_Required work_
Put every line of the data below into a Markdown table with two columns, No. and Text, numbering the rows in order and skipping any blank lines. Leave the pictures out of the table.

========================================

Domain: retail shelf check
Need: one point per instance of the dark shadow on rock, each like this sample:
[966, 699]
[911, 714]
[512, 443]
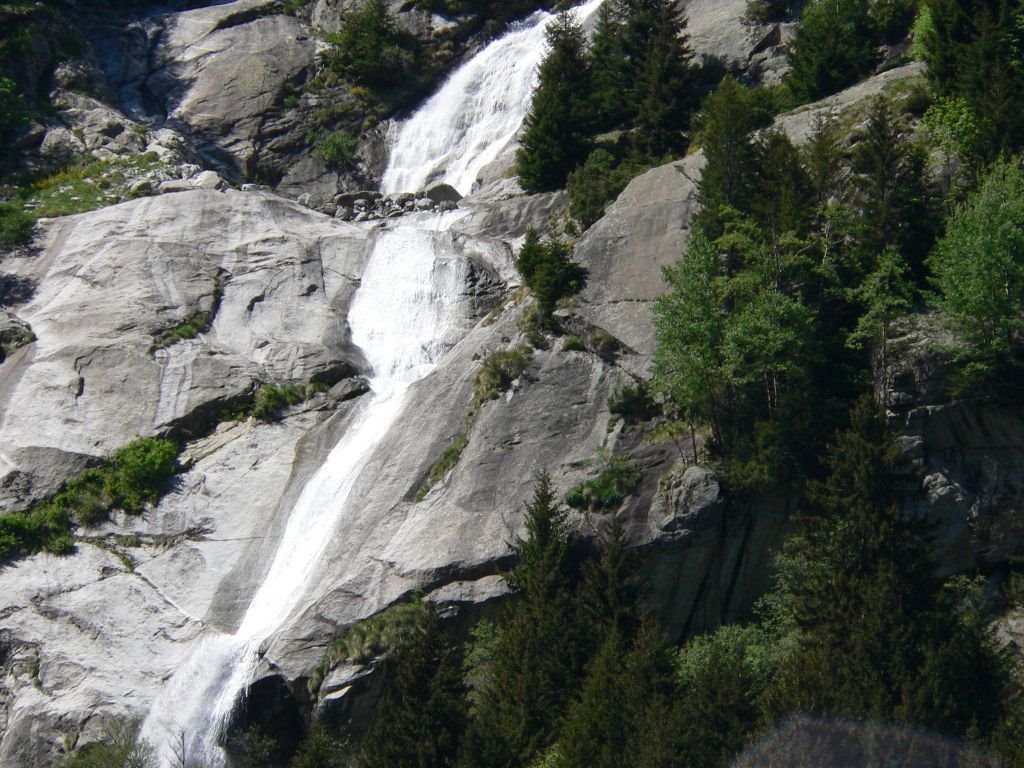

========================================

_Output for this task_
| No. | Text |
|---|---|
| 1 | Domain: retail shelf check |
| 2 | Need: one point per instance of the dark shadow on rock, each like this sample: |
| 3 | [966, 699] |
| 4 | [911, 714] |
| 5 | [512, 443] |